▶ WHAT THIS TASK INVOLVES:
Render the lines below as a Markdown table with the columns "No." and "Line", giving each line its own row and omitting blank lines. Leave the pictures out of the table.

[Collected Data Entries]
######

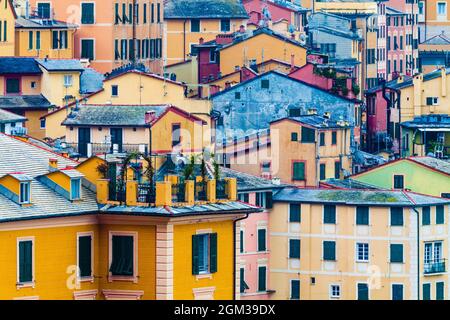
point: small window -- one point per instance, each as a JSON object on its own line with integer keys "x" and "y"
{"x": 75, "y": 189}
{"x": 329, "y": 214}
{"x": 25, "y": 192}
{"x": 294, "y": 212}
{"x": 114, "y": 90}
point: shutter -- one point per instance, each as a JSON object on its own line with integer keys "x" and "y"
{"x": 213, "y": 252}
{"x": 269, "y": 200}
{"x": 195, "y": 253}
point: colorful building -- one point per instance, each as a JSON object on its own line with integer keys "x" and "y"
{"x": 65, "y": 237}
{"x": 185, "y": 23}
{"x": 358, "y": 245}
{"x": 425, "y": 175}
{"x": 111, "y": 33}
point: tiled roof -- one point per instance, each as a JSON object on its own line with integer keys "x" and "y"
{"x": 112, "y": 115}
{"x": 357, "y": 197}
{"x": 15, "y": 65}
{"x": 8, "y": 117}
{"x": 24, "y": 102}
{"x": 210, "y": 9}
{"x": 19, "y": 156}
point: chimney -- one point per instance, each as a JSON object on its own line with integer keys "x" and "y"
{"x": 52, "y": 164}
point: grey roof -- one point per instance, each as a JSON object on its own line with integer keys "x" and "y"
{"x": 91, "y": 81}
{"x": 112, "y": 115}
{"x": 207, "y": 9}
{"x": 22, "y": 22}
{"x": 357, "y": 197}
{"x": 8, "y": 117}
{"x": 16, "y": 65}
{"x": 438, "y": 164}
{"x": 205, "y": 209}
{"x": 33, "y": 162}
{"x": 24, "y": 102}
{"x": 60, "y": 64}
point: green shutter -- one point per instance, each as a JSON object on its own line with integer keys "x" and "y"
{"x": 25, "y": 261}
{"x": 195, "y": 254}
{"x": 84, "y": 256}
{"x": 213, "y": 252}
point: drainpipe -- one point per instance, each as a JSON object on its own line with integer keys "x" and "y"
{"x": 234, "y": 254}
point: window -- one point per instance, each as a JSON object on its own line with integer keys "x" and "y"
{"x": 68, "y": 80}
{"x": 397, "y": 292}
{"x": 262, "y": 240}
{"x": 396, "y": 253}
{"x": 308, "y": 135}
{"x": 195, "y": 25}
{"x": 25, "y": 261}
{"x": 322, "y": 171}
{"x": 115, "y": 90}
{"x": 122, "y": 262}
{"x": 85, "y": 256}
{"x": 225, "y": 25}
{"x": 298, "y": 171}
{"x": 294, "y": 136}
{"x": 12, "y": 85}
{"x": 44, "y": 10}
{"x": 439, "y": 214}
{"x": 87, "y": 49}
{"x": 335, "y": 291}
{"x": 294, "y": 212}
{"x": 294, "y": 248}
{"x": 329, "y": 214}
{"x": 75, "y": 189}
{"x": 262, "y": 278}
{"x": 329, "y": 250}
{"x": 362, "y": 252}
{"x": 363, "y": 291}
{"x": 362, "y": 216}
{"x": 24, "y": 192}
{"x": 87, "y": 13}
{"x": 396, "y": 216}
{"x": 295, "y": 289}
{"x": 440, "y": 291}
{"x": 399, "y": 182}
{"x": 426, "y": 216}
{"x": 204, "y": 253}
{"x": 176, "y": 134}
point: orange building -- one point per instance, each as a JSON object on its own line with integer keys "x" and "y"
{"x": 107, "y": 29}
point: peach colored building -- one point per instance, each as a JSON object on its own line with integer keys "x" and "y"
{"x": 107, "y": 29}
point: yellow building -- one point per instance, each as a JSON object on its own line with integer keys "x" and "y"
{"x": 186, "y": 22}
{"x": 358, "y": 244}
{"x": 133, "y": 87}
{"x": 7, "y": 18}
{"x": 58, "y": 244}
{"x": 38, "y": 38}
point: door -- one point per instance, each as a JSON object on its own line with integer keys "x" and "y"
{"x": 116, "y": 138}
{"x": 84, "y": 137}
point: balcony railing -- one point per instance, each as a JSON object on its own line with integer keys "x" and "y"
{"x": 434, "y": 266}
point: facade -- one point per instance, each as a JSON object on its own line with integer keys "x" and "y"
{"x": 358, "y": 245}
{"x": 186, "y": 23}
{"x": 424, "y": 175}
{"x": 111, "y": 33}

######

▶ THE ANSWER:
| No. | Line |
|---|---|
| 1 | point: small window -- one point per instance, each as a JSON object on its own line with integer keys "x" and "y" |
| 2 | {"x": 75, "y": 189} |
| 3 | {"x": 329, "y": 214} |
| 4 | {"x": 25, "y": 192} |
| 5 | {"x": 294, "y": 212} |
| 6 | {"x": 114, "y": 90} |
| 7 | point: shutter -- one point per instance, each as a JSON object on its own line with integer keys "x" and "y" |
| 8 | {"x": 213, "y": 252} |
| 9 | {"x": 269, "y": 200} |
| 10 | {"x": 195, "y": 253} |
| 11 | point: colorful building -- one point per instance, each as a JSON object on its own line with integer keys "x" and "y" |
| 12 | {"x": 65, "y": 237} |
| 13 | {"x": 185, "y": 23} |
| 14 | {"x": 358, "y": 245} |
| 15 | {"x": 425, "y": 175} |
| 16 | {"x": 111, "y": 33} |
| 17 | point: tiled roof -- one point per instance, each as a JSON object on its own line with integer keys "x" and "y" |
| 18 | {"x": 112, "y": 115} |
| 19 | {"x": 357, "y": 197} |
| 20 | {"x": 15, "y": 65} |
| 21 | {"x": 8, "y": 117} |
| 22 | {"x": 24, "y": 102} |
| 23 | {"x": 210, "y": 9} |
| 24 | {"x": 19, "y": 156} |
| 25 | point: chimney -- one point per instance, each as a JSON object on its own line with integer keys "x" and "y" |
| 26 | {"x": 52, "y": 164} |
| 27 | point: grey roof -- one point per instance, each as a JSON object on its own line with integer keys "x" and "y" |
| 28 | {"x": 91, "y": 81} |
| 29 | {"x": 112, "y": 115} |
| 30 | {"x": 207, "y": 9} |
| 31 | {"x": 22, "y": 22} |
| 32 | {"x": 357, "y": 197} |
| 33 | {"x": 8, "y": 117} |
| 34 | {"x": 16, "y": 65} |
| 35 | {"x": 438, "y": 164} |
| 36 | {"x": 205, "y": 209} |
| 37 | {"x": 33, "y": 162} |
| 38 | {"x": 24, "y": 102} |
| 39 | {"x": 60, "y": 64} |
| 40 | point: green shutter -- one point per instance, each as a JSON object on its own line with integer keys "x" and "y" |
| 41 | {"x": 25, "y": 261} |
| 42 | {"x": 195, "y": 254} |
| 43 | {"x": 84, "y": 256} |
| 44 | {"x": 213, "y": 252} |
| 45 | point: drainpipe -- one point per instance, each as a JSON object on its own line with integer keys "x" and "y" |
| 46 | {"x": 234, "y": 254} |
| 47 | point: window -- one point per instance, each as a JSON object on its own line with integer keys "x" and "y" |
| 48 | {"x": 68, "y": 80} |
| 49 | {"x": 397, "y": 292} |
| 50 | {"x": 262, "y": 240} |
| 51 | {"x": 396, "y": 253} |
| 52 | {"x": 308, "y": 135} |
| 53 | {"x": 195, "y": 25} |
| 54 | {"x": 25, "y": 261} |
| 55 | {"x": 322, "y": 171} |
| 56 | {"x": 115, "y": 90} |
| 57 | {"x": 122, "y": 262} |
| 58 | {"x": 85, "y": 256} |
| 59 | {"x": 225, "y": 25} |
| 60 | {"x": 298, "y": 171} |
| 61 | {"x": 294, "y": 136} |
| 62 | {"x": 12, "y": 85} |
| 63 | {"x": 44, "y": 10} |
| 64 | {"x": 439, "y": 214} |
| 65 | {"x": 87, "y": 49} |
| 66 | {"x": 335, "y": 291} |
| 67 | {"x": 294, "y": 212} |
| 68 | {"x": 294, "y": 248} |
| 69 | {"x": 329, "y": 214} |
| 70 | {"x": 75, "y": 189} |
| 71 | {"x": 262, "y": 278} |
| 72 | {"x": 329, "y": 250} |
| 73 | {"x": 362, "y": 252} |
| 74 | {"x": 363, "y": 291} |
| 75 | {"x": 362, "y": 216} |
| 76 | {"x": 24, "y": 192} |
| 77 | {"x": 87, "y": 13} |
| 78 | {"x": 396, "y": 216} |
| 79 | {"x": 295, "y": 289} |
| 80 | {"x": 440, "y": 291} |
| 81 | {"x": 399, "y": 182} |
| 82 | {"x": 426, "y": 216} |
| 83 | {"x": 204, "y": 253} |
| 84 | {"x": 176, "y": 134} |
| 85 | point: orange building -- one point per instance, each as a JSON object on its own line with integer keys "x" and "y" |
| 86 | {"x": 107, "y": 29} |
| 87 | point: peach colored building -- one point per instance, each as a JSON object on its own line with integer keys "x" and "y" |
| 88 | {"x": 107, "y": 29} |
| 89 | point: yellow building -- one point per instance, each as a JSON object on its own line with integer keys "x" and "y" |
| 90 | {"x": 186, "y": 22} |
| 91 | {"x": 358, "y": 244} |
| 92 | {"x": 133, "y": 87} |
| 93 | {"x": 7, "y": 18} |
| 94 | {"x": 58, "y": 244} |
| 95 | {"x": 38, "y": 38} |
| 96 | point: door -- one point per instance, each as a JSON object on its own line with integer keys "x" and "y" |
| 97 | {"x": 116, "y": 138} |
| 98 | {"x": 84, "y": 137} |
| 99 | point: balcony railing -- one point per instance, each as a JSON object on its own line with integer keys "x" and "y" |
| 100 | {"x": 434, "y": 266} |
| 101 | point: facade -- one point per instance, each as a JSON object on its own line with integer keys "x" and "y" |
| 102 | {"x": 358, "y": 245} |
| 103 | {"x": 186, "y": 23} |
| 104 | {"x": 424, "y": 175} |
| 105 | {"x": 111, "y": 33} |